§ **The problem**: Your answer must be the exact lines from the one holding "Short-answer question: What bounding box encloses the green stem" through the final line of the records below, both included, and nothing more.

Dataset excerpts:
---*---
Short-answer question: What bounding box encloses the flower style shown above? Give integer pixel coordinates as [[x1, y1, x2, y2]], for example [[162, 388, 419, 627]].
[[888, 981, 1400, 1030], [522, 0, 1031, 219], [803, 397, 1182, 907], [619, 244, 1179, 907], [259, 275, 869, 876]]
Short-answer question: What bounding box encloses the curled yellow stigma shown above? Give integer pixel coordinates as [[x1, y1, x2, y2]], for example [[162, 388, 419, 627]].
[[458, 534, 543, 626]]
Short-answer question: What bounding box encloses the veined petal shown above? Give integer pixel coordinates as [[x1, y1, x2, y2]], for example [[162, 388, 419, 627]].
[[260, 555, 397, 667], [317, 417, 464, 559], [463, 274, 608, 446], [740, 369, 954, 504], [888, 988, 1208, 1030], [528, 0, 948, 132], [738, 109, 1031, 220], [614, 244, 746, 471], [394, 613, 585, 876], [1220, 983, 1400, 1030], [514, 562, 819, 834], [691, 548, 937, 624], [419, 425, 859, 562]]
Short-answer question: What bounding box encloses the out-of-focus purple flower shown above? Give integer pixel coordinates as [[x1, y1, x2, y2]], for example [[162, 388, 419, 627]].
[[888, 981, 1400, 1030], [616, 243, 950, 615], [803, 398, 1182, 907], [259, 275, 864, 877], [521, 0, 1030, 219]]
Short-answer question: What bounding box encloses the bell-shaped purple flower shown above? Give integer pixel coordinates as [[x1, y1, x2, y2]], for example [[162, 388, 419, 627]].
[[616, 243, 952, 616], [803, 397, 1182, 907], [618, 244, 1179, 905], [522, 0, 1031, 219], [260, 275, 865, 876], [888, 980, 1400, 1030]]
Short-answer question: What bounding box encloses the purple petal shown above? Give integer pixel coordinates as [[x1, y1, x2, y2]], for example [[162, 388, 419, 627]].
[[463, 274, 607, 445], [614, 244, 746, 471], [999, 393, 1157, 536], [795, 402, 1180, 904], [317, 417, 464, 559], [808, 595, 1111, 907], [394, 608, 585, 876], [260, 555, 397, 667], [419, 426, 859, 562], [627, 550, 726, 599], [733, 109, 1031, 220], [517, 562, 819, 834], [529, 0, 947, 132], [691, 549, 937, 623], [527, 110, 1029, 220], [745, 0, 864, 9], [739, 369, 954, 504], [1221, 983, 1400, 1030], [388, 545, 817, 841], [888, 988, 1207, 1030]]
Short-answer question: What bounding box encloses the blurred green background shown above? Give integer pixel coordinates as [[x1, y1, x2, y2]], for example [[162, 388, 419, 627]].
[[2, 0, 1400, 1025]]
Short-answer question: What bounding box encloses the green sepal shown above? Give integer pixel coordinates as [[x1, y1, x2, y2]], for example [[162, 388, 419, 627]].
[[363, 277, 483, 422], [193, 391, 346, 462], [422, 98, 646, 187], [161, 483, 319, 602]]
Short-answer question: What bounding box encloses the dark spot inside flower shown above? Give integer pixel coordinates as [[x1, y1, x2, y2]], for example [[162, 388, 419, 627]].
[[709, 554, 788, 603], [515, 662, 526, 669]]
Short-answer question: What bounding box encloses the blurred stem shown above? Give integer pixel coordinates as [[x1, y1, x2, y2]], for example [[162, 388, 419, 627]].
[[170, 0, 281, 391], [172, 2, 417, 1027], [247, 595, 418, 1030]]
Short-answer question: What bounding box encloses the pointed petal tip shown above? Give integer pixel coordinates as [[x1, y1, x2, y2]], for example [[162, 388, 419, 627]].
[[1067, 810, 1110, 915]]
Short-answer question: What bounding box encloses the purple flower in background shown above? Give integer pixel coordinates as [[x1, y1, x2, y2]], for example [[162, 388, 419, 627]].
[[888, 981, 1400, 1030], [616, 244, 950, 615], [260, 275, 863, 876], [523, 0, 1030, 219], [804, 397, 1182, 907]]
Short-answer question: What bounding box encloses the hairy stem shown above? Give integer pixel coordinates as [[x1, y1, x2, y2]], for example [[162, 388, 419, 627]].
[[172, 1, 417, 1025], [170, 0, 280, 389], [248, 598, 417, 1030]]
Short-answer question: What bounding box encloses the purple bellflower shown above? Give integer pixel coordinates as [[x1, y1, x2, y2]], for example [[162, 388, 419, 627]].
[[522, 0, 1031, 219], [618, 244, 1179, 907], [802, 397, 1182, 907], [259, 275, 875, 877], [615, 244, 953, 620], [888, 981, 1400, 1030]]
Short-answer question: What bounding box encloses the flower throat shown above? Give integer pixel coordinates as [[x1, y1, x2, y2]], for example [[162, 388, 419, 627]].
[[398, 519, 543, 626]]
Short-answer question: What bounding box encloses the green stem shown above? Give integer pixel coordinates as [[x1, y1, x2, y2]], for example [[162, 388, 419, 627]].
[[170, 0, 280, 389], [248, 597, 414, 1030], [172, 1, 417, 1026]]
---*---
§ **Answer for the task**:
Short-answer question: What bounding box encloses the green stem shown above? Give integer pixel coordinates as [[x1, y1, x2, y2]], for example [[162, 388, 419, 627]].
[[170, 0, 280, 389], [248, 597, 414, 1030], [172, 1, 417, 1026]]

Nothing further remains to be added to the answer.